■ **Exercise 1**:
Can you repeat the stretch of the email below from "Autore: Andreas Messer" through "in certain sectors.", word for word?

--- START OF Page text ---

Autore: Andreas Messer Data: To: dng Oggetto: Re: [DNG] Nasty Linux systemd security bug revealed
On Sun, Jul 25, 2021 at 07:51:50PM -0400, Steve Litt wrote: > g4sra via Dng said on Sun, 25 Jul 2021 10:26:46 +0000
>
>
> >And this is why ever sice I entered the profession I have maintained
> >that programmers should be vetted and certified in a similar manner to
> >other professions such as doctors and lawyers, carrying a similar
> >social status. Only those with the appropriate qualification and
> >experience should be permitted to work in certain sectors.
>
> I'm glad you said "certain sectors". I'm glad there are other sectors
> (office automation comes to mind) where a guy who gets proficient with
> the computer on his kitchen table can get paid work, and learn there.
> Otherwise, programming would be restricted to folks rich enough for
> their parents to send them to college to learn programming, and then
> a triciary education to learn all the security, defense and engineering
> stuff, and like doctors and lawyers, they wouldn't start making any
> real money until their late 20's.
>
> Programmers would be selected for family wealth, not for desire and
> aptitude.

--- END OF Page text ---

■ **Exercise 2**:
Filter the records below: which lines contain the string "flowering"? Copy each such line in full.

--- START OF Raw data ---

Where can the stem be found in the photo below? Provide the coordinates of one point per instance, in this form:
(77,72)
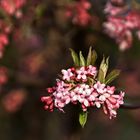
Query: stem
(130,106)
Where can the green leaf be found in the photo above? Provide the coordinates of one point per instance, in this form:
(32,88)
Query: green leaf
(82,59)
(112,75)
(103,70)
(89,56)
(74,57)
(92,56)
(101,76)
(83,118)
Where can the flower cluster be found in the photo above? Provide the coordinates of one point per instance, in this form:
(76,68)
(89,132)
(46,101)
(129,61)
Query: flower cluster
(78,11)
(80,86)
(121,22)
(12,7)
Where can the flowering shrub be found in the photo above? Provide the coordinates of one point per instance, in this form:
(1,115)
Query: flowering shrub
(84,84)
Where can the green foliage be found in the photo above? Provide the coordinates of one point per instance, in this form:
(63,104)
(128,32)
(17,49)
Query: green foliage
(82,59)
(103,70)
(91,58)
(83,118)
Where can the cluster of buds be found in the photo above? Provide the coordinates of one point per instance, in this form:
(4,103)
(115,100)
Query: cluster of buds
(12,7)
(75,88)
(121,22)
(79,12)
(86,86)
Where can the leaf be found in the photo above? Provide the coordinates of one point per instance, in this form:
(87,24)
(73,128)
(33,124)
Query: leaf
(83,118)
(92,56)
(103,70)
(74,57)
(112,75)
(101,76)
(89,56)
(82,59)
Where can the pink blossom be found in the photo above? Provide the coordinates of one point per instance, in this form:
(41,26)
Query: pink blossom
(67,74)
(120,26)
(81,74)
(100,87)
(79,91)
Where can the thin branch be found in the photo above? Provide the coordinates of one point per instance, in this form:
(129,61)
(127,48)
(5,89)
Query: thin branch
(130,106)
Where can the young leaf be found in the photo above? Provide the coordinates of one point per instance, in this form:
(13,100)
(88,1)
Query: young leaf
(111,76)
(74,57)
(89,57)
(101,76)
(82,59)
(92,56)
(83,118)
(103,70)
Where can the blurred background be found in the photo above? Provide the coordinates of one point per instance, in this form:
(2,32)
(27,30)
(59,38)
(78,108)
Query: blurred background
(35,37)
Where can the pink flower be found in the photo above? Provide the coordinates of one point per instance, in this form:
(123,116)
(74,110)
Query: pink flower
(81,74)
(91,70)
(100,87)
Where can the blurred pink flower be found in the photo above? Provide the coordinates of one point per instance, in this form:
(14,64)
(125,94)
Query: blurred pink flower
(79,12)
(121,23)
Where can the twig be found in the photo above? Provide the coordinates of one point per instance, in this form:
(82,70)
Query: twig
(130,106)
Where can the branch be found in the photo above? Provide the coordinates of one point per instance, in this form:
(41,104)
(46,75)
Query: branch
(130,106)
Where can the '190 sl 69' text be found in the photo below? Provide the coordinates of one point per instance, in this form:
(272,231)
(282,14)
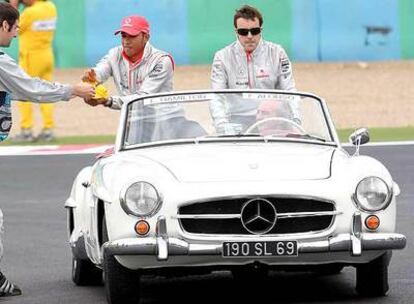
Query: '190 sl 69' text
(262,249)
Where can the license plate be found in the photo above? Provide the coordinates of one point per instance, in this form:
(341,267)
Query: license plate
(260,249)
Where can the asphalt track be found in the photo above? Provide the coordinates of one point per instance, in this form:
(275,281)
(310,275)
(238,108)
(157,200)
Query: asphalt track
(32,193)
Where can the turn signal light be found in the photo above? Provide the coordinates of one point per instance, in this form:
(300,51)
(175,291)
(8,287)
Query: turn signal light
(142,227)
(372,222)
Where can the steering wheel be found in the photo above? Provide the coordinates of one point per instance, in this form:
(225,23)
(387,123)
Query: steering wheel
(297,126)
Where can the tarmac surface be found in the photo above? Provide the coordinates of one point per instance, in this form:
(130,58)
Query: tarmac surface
(37,255)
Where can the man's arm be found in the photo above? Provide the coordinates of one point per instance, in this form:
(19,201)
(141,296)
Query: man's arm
(103,69)
(23,87)
(285,79)
(219,78)
(159,79)
(287,82)
(25,20)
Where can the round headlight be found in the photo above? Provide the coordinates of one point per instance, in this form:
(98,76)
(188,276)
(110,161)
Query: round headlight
(140,199)
(372,194)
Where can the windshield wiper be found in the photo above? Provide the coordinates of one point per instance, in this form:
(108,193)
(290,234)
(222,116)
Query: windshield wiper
(305,136)
(231,135)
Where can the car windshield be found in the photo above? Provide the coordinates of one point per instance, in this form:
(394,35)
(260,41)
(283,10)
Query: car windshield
(203,116)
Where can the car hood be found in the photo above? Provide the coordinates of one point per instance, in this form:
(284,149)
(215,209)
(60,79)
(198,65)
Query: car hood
(242,162)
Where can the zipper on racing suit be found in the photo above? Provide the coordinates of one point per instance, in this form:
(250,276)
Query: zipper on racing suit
(5,115)
(250,70)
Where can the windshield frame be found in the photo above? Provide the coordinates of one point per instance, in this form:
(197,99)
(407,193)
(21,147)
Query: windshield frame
(120,138)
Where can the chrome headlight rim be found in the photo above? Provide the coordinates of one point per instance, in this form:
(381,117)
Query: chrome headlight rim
(382,206)
(127,210)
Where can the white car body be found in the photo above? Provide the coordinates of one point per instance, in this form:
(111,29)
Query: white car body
(247,173)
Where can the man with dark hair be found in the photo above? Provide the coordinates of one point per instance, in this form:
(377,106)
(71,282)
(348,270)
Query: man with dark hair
(138,68)
(16,84)
(249,62)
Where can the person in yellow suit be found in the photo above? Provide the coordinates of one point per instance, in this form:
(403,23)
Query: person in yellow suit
(37,28)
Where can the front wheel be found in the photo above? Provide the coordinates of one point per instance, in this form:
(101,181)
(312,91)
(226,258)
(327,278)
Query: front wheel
(121,284)
(372,278)
(85,273)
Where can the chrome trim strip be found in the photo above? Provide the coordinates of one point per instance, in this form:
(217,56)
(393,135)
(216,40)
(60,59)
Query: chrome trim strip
(233,216)
(162,239)
(206,216)
(356,234)
(307,214)
(340,242)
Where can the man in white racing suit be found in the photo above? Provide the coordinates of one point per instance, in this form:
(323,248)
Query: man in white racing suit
(248,63)
(138,68)
(16,84)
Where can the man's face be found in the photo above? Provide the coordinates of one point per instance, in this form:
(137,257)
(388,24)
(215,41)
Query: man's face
(133,45)
(250,41)
(8,32)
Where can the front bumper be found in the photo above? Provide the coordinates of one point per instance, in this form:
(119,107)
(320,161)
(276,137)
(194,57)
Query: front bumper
(162,246)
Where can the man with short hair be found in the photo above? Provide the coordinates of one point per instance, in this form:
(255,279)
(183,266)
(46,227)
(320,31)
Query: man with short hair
(248,63)
(16,84)
(135,66)
(37,27)
(138,68)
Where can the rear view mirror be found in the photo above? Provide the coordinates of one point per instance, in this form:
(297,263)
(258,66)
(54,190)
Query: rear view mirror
(359,137)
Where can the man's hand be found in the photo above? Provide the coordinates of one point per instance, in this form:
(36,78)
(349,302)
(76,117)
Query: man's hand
(14,3)
(83,90)
(95,102)
(89,76)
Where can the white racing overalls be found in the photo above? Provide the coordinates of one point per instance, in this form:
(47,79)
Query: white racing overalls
(267,67)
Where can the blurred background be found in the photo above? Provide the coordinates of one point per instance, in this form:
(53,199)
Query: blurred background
(192,30)
(357,54)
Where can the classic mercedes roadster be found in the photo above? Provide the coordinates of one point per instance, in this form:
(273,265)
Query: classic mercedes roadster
(223,180)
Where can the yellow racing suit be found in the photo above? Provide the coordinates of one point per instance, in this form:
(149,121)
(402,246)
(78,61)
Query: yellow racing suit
(37,28)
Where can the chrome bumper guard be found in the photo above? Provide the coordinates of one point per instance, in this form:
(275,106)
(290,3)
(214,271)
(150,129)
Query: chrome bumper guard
(163,246)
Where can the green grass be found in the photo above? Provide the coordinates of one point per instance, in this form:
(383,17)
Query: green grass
(69,140)
(376,134)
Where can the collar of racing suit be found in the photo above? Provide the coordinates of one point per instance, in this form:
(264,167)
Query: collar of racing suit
(243,52)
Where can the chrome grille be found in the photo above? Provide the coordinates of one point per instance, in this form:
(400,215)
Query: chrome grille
(294,215)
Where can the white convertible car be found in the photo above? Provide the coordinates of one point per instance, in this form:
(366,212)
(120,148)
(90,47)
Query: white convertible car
(246,181)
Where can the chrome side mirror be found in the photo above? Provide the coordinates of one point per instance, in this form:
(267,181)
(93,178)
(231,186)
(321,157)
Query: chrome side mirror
(359,137)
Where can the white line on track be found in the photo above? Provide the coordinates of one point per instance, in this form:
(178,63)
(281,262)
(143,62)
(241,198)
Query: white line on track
(88,149)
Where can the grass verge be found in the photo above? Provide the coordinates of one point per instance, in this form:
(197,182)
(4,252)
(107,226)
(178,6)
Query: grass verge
(376,134)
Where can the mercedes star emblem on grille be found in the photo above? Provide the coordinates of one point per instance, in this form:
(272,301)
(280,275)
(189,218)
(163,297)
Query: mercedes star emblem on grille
(258,216)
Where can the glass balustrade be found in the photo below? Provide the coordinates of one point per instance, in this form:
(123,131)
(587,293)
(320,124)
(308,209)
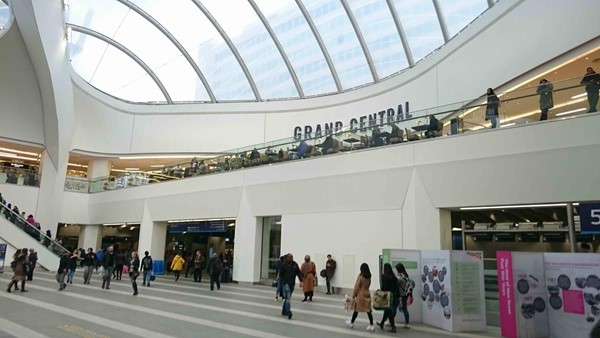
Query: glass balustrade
(31,229)
(516,107)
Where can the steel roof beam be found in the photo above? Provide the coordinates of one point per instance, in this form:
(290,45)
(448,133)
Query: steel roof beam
(232,47)
(313,28)
(173,40)
(129,53)
(407,51)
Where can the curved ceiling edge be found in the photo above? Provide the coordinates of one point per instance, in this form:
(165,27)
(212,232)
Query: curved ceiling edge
(385,86)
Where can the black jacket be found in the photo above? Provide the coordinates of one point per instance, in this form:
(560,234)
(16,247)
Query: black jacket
(288,273)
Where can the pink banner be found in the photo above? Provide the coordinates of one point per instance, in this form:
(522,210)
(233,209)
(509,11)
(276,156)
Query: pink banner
(508,321)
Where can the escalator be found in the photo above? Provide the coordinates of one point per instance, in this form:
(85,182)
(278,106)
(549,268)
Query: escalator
(17,233)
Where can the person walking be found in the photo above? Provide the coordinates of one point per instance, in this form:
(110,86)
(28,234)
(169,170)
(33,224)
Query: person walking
(361,297)
(491,110)
(287,276)
(19,266)
(73,260)
(63,267)
(546,102)
(215,267)
(199,263)
(147,267)
(309,273)
(279,286)
(406,286)
(89,262)
(109,262)
(134,271)
(330,266)
(32,263)
(120,258)
(177,265)
(389,282)
(591,80)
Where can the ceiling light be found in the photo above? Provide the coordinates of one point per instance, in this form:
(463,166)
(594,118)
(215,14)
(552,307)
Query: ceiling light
(516,206)
(20,152)
(571,111)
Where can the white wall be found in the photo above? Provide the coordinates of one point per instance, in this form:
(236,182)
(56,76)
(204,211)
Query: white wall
(508,41)
(354,204)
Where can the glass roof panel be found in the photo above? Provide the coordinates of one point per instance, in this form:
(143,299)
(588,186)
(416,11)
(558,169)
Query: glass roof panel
(256,47)
(421,26)
(459,13)
(341,41)
(300,45)
(5,15)
(117,71)
(380,33)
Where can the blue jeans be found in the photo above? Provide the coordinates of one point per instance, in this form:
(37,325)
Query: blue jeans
(287,305)
(279,289)
(147,275)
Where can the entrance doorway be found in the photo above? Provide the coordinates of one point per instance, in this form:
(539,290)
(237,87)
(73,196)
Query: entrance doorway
(271,246)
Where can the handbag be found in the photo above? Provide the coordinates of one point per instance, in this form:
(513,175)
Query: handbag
(382,300)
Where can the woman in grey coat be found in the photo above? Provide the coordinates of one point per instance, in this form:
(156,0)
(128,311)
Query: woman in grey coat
(545,90)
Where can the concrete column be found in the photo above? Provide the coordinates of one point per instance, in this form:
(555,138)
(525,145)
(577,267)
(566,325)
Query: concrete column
(90,236)
(248,238)
(153,236)
(98,168)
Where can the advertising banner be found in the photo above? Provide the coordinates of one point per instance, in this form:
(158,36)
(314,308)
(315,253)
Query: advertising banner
(522,294)
(411,259)
(436,290)
(467,310)
(2,256)
(573,293)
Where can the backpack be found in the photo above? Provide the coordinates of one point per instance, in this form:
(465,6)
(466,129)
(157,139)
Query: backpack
(406,285)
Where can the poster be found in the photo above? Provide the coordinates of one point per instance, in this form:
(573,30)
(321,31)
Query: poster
(468,291)
(522,294)
(573,293)
(411,259)
(436,290)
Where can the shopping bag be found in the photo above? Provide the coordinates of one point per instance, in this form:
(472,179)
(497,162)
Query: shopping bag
(382,300)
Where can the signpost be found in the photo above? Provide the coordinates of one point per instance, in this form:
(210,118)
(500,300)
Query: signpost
(589,216)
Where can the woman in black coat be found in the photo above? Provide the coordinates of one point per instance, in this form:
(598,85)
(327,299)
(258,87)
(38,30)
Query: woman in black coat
(389,282)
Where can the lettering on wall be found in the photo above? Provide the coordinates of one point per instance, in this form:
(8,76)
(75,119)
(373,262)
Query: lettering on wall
(360,123)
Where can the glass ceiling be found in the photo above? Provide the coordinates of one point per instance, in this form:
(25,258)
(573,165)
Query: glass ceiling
(175,51)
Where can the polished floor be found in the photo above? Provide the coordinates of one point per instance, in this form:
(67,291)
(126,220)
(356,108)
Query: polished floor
(182,309)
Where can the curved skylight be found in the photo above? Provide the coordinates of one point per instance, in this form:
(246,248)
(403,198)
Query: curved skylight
(172,51)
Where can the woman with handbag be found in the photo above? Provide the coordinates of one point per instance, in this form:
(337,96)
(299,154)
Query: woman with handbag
(389,282)
(491,110)
(361,297)
(134,271)
(406,286)
(309,271)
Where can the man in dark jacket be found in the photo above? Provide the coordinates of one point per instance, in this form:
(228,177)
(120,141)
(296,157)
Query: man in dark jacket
(32,263)
(89,262)
(215,267)
(109,261)
(288,272)
(63,266)
(330,266)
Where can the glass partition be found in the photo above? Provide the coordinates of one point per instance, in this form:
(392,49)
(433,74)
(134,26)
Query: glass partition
(517,107)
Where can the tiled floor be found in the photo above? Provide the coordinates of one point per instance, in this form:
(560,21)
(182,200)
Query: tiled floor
(182,309)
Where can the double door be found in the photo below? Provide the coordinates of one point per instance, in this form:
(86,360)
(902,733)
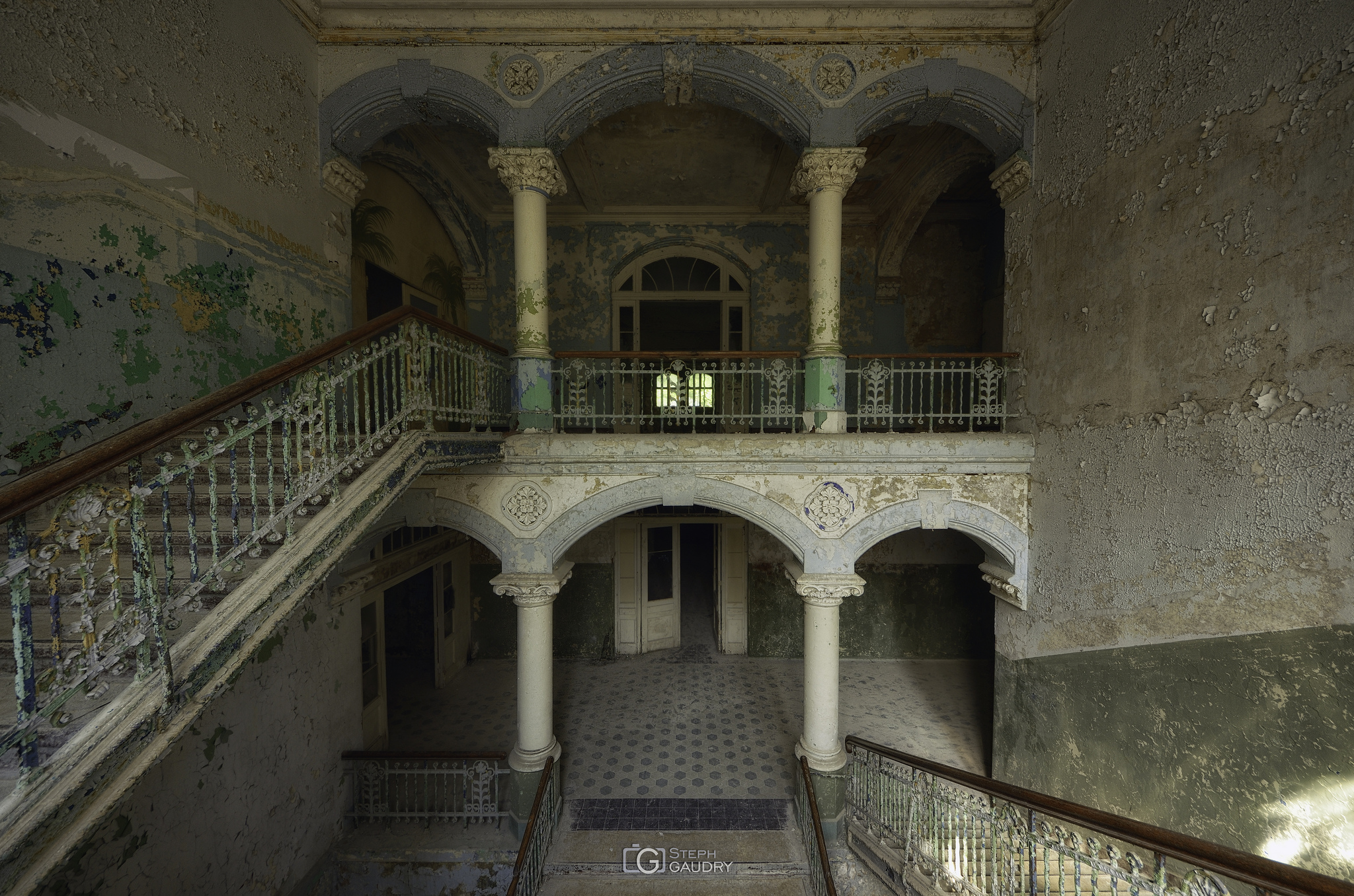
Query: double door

--- END OF Raw data ---

■ **Written response 1**:
Autore: Andreas Messer Data: To: dng Oggetto: Re: [DNG] Nasty Linux systemd security bug revealed
On Sun, Jul 25, 2021 at 07:51:50PM -0400, Steve Litt wrote: > g4sra via Dng said on Sun, 25 Jul 2021 10:26:46 +0000
>
>
> >And this is why ever sice I entered the profession I have maintained
> >that programmers should be vetted and certified in a similar manner to
> >other professions such as doctors and lawyers, carrying a similar
> >social status. Only those with the appropriate qualification and
> >experience should be permitted to work in certain sectors.

■ **Written response 2**:
Where can the flowering shrub be found in the photo above? Provide the coordinates of one point per instance, in this form:
Query: flowering shrub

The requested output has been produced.